═════ MATERIAL FOR THE TASK ═════

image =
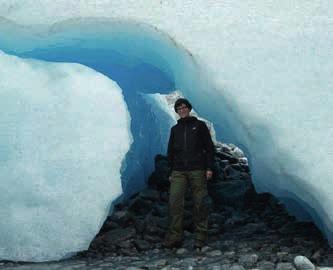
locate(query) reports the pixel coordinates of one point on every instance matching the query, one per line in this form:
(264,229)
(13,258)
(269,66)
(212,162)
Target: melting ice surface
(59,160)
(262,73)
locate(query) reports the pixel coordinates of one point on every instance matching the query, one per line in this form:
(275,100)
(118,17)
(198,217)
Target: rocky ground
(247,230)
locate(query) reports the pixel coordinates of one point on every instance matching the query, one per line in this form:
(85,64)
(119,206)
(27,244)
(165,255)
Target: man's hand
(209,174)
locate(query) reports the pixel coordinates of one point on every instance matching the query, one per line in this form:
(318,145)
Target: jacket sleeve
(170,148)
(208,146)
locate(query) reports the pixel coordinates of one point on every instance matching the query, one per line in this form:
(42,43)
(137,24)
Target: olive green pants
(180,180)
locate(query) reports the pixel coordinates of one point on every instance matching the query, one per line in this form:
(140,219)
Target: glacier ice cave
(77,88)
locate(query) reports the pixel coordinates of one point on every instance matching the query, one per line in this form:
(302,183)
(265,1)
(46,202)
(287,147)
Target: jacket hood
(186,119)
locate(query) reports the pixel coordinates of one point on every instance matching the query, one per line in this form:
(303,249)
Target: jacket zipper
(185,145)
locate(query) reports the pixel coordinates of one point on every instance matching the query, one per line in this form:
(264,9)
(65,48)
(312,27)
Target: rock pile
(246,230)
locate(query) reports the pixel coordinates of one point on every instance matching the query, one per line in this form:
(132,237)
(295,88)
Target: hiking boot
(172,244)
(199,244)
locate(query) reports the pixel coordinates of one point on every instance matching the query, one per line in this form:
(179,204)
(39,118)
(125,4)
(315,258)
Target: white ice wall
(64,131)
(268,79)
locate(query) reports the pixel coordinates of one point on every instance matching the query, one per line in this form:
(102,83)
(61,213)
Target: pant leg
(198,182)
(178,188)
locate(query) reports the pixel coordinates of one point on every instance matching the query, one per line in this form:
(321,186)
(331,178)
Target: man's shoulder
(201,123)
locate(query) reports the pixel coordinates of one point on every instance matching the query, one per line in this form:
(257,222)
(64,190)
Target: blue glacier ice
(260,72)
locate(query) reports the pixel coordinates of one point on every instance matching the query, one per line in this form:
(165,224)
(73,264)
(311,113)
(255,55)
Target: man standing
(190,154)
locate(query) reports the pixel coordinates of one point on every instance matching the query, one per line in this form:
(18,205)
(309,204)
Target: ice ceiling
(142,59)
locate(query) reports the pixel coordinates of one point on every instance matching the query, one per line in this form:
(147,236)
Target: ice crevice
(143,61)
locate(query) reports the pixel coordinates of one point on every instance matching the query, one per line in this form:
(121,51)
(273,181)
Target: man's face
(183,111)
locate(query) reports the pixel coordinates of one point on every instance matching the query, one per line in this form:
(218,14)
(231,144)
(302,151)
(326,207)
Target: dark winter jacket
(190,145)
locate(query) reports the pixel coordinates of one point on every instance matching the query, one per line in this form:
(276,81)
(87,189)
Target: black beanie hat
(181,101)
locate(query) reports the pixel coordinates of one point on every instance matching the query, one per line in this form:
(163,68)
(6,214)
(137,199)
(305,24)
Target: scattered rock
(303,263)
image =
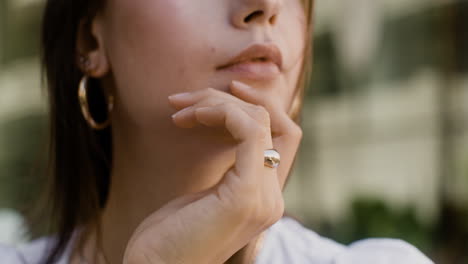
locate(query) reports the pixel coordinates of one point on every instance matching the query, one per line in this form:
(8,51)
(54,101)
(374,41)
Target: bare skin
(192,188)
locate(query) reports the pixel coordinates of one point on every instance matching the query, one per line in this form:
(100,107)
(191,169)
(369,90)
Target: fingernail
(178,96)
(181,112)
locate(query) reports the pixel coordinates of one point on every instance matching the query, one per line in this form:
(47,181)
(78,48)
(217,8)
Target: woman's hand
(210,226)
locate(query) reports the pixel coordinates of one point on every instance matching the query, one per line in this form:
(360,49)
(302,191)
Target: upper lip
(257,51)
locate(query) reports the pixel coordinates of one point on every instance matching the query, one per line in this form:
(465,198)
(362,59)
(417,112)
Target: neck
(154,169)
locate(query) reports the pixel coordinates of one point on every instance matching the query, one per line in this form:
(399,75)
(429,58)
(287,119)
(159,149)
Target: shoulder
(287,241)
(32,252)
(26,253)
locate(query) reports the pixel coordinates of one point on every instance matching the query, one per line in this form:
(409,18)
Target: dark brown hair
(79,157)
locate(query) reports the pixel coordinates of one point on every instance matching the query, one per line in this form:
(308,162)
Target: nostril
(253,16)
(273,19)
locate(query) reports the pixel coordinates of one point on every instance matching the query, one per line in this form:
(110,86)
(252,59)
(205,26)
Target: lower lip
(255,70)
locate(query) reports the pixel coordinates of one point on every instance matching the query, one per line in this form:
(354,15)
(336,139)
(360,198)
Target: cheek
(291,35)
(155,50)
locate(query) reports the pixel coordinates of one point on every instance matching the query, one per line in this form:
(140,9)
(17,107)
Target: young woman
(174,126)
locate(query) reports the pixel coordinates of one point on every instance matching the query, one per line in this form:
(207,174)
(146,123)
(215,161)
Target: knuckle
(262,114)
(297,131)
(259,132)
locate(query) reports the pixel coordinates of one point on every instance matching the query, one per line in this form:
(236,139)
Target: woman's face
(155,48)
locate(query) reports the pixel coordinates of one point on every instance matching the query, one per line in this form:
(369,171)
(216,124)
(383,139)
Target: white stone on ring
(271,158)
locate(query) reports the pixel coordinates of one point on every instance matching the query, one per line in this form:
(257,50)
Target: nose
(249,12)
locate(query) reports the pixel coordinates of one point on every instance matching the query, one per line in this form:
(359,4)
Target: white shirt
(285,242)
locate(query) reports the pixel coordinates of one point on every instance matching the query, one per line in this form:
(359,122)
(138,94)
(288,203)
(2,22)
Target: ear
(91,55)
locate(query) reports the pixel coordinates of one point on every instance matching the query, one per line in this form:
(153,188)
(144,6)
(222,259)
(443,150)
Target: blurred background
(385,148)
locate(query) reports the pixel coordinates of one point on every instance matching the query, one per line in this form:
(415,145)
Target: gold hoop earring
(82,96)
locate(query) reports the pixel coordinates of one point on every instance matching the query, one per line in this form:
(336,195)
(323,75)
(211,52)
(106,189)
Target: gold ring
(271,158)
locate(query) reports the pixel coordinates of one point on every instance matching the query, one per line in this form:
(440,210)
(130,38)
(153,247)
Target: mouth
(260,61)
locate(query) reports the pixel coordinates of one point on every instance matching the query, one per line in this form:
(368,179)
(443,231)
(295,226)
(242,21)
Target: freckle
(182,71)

═════

__ACTIVITY__
A verbatim transcript of the material above, with images dropped, is the expected output.

__TASK RESPONSE__
image =
locate(query) reports the pixel coordinates of one point on every instance matching the query, one per line in this form:
(264,229)
(13,258)
(269,66)
(212,162)
Target: melting ice surface
(59,160)
(262,73)
locate(query) reports the pixel coordinates of one point on every instance matching the query, one per line in this form:
(275,100)
(118,17)
(198,217)
Target: rocky ground
(247,230)
locate(query) reports the pixel coordinates of one point on every instance matching the query, one per line in this form:
(85,64)
(119,206)
(27,244)
(165,255)
Target: man's hand
(209,174)
locate(query) reports the pixel coordinates of one point on every instance matching the query, one per line in this form:
(318,145)
Target: jacket sleeve
(170,148)
(208,146)
locate(query) reports the pixel coordinates of one point on every instance matching the query, one per line in this form:
(42,43)
(137,24)
Target: olive green pants
(180,180)
locate(query) reports the pixel coordinates of one point on every instance matching the query, one per line in this form:
(140,219)
Target: glacier ice cave
(77,88)
locate(query) reports the pixel coordinates of one point on every instance matching the query, one per line in this form:
(302,183)
(265,1)
(46,202)
(287,147)
Target: jacket hood
(186,119)
locate(query) reports the pixel coordinates of one point on every instance matching the query, one per line in this form:
(303,249)
Target: jacket zipper
(185,145)
locate(query) reports the pixel coordinates of one point on every instance matching the query, one per line in this form:
(264,9)
(65,48)
(312,27)
Target: rock pile
(246,230)
locate(query) reports the pixel coordinates of one point on every instance matching the query, one per line in this form:
(132,237)
(295,88)
Target: hiking boot
(172,244)
(199,244)
locate(query) reports the pixel coordinates of one point on every instance matching the query, one per line in this form:
(179,204)
(39,118)
(125,4)
(315,258)
Target: white ice wall
(64,131)
(268,79)
locate(query) reports the pixel coordinates of one point on every instance matching the query, one per line in this form:
(102,83)
(61,213)
Target: pant leg
(198,182)
(178,188)
locate(query) reports the pixel coordinates of one point on every instance matching the query, one per line in this form:
(321,186)
(331,178)
Target: man's shoulder
(201,123)
locate(query) reports the pixel coordinates of one point on every instance matching the query, one per line in this form:
(257,222)
(64,190)
Target: blue glacier ice
(260,72)
locate(query) reports the pixel coordinates of one point on every instance matching the query, one per line in this form:
(165,224)
(73,264)
(311,113)
(255,55)
Target: man standing
(190,154)
locate(query) reports the pixel coordinates of one point on every instance matching the query, one per line in this form:
(18,205)
(309,204)
Target: ice ceiling
(142,59)
locate(query) reports the pixel coordinates of one point on every instance matching the query, one per line in this form:
(147,236)
Target: ice crevice
(143,61)
locate(query) reports the pixel coordinates of one point on every instance matching the query, one per line in this form:
(121,51)
(273,181)
Target: man's face
(183,111)
locate(query) reports the pixel coordinates of one point on every instance matching the query, one per line in this form:
(218,14)
(231,144)
(302,151)
(326,207)
Target: dark winter jacket
(190,145)
locate(query) reports the pixel coordinates of one point on every instance matching the query, one per line in this form:
(276,81)
(87,189)
Target: black beanie hat
(181,101)
locate(query) reports the pixel coordinates of one point on every instance matching the query, one per line in this form:
(163,68)
(6,214)
(137,199)
(305,24)
Target: scattered rock
(303,263)
image =
locate(query) reports the pixel coordinates of one point on every instance matching the query, one per line in this form:
(8,51)
(54,101)
(374,41)
Target: bare skin
(192,188)
locate(query) reports the pixel coordinates of one point on every instance matching the query, one per line in this form:
(100,107)
(191,169)
(369,90)
Target: fingernail
(178,96)
(181,112)
locate(query) reports the pixel coordinates of one point on every instance matching the query, one per line in this form:
(47,181)
(78,48)
(217,8)
Target: woman's hand
(210,226)
locate(query) reports the pixel coordinates of one point on every instance matching the query, one per line in this form:
(360,49)
(302,191)
Target: upper lip
(257,51)
locate(query) reports the pixel coordinates of one point on every instance matching the query, one per line in this form:
(465,198)
(362,59)
(417,112)
Target: neck
(154,169)
locate(query) reports the pixel coordinates of one point on every instance matching the query, one per line in this form:
(399,75)
(429,58)
(287,119)
(159,149)
Target: shoulder
(287,241)
(32,252)
(26,253)
locate(query) reports the pixel coordinates of one point on every instance matching the query, one per line in this form:
(409,18)
Target: dark brown hair
(79,157)
locate(query) reports the pixel coordinates of one point on every instance matching the query, one per line in this form:
(308,162)
Target: nostril
(253,16)
(273,19)
locate(query) reports the pixel coordinates of one point on every instance matching the query, one per line in this form:
(110,86)
(252,59)
(205,26)
Target: lower lip
(255,70)
locate(query) reports the pixel coordinates of one point on every instance matching the query, one per line in this form:
(354,15)
(336,139)
(360,198)
Target: cheek
(291,35)
(155,50)
locate(query) reports the pixel coordinates of one point on every instance matching the query, one per line in this form:
(140,9)
(17,107)
Target: young woman
(174,126)
locate(query) reports the pixel coordinates of one point on every instance matching the query, one per line in this form:
(207,174)
(146,123)
(215,161)
Target: knuckle
(262,114)
(297,131)
(259,132)
locate(query) reports the pixel coordinates of one point on every instance matching the query, one per line in this form:
(236,139)
Target: woman's face
(155,48)
locate(query) reports the pixel coordinates of one point on every instance matching the query, one per line in this form:
(369,171)
(216,124)
(383,139)
Target: white stone on ring
(271,158)
locate(query) reports the pixel coordinates of one point on every instance matching the query, one per line in this form:
(257,50)
Target: nose
(249,12)
locate(query) reports the pixel coordinates of one point on every instance matching the query, one per line in this form:
(359,4)
Target: white shirt
(285,242)
locate(query) reports the pixel coordinates of one point on every instance matching the query, one per line in this form:
(359,122)
(138,94)
(288,203)
(2,22)
Target: ear
(91,55)
locate(query) reports the pixel coordinates of one point on every instance matching the query, one per line in this form:
(153,188)
(144,6)
(222,259)
(443,150)
Target: blurred background
(385,148)
locate(query) reports the pixel coordinates of one point on every instance matching the query, one per line in this form:
(415,145)
Target: gold hoop earring
(82,96)
locate(query) reports the pixel coordinates of one point on every instance matching the query, one per line in this form:
(336,195)
(323,75)
(211,52)
(106,189)
Target: gold ring
(271,158)
locate(query) reports the pixel coordinates of one point on every instance matching the query, one per line in this form:
(440,210)
(130,38)
(153,247)
Target: mouth
(260,61)
locate(query) reports the pixel coordinates of one point on every instance matching the query, one per line in this form:
(368,179)
(443,231)
(295,226)
(242,21)
Target: freckle
(182,71)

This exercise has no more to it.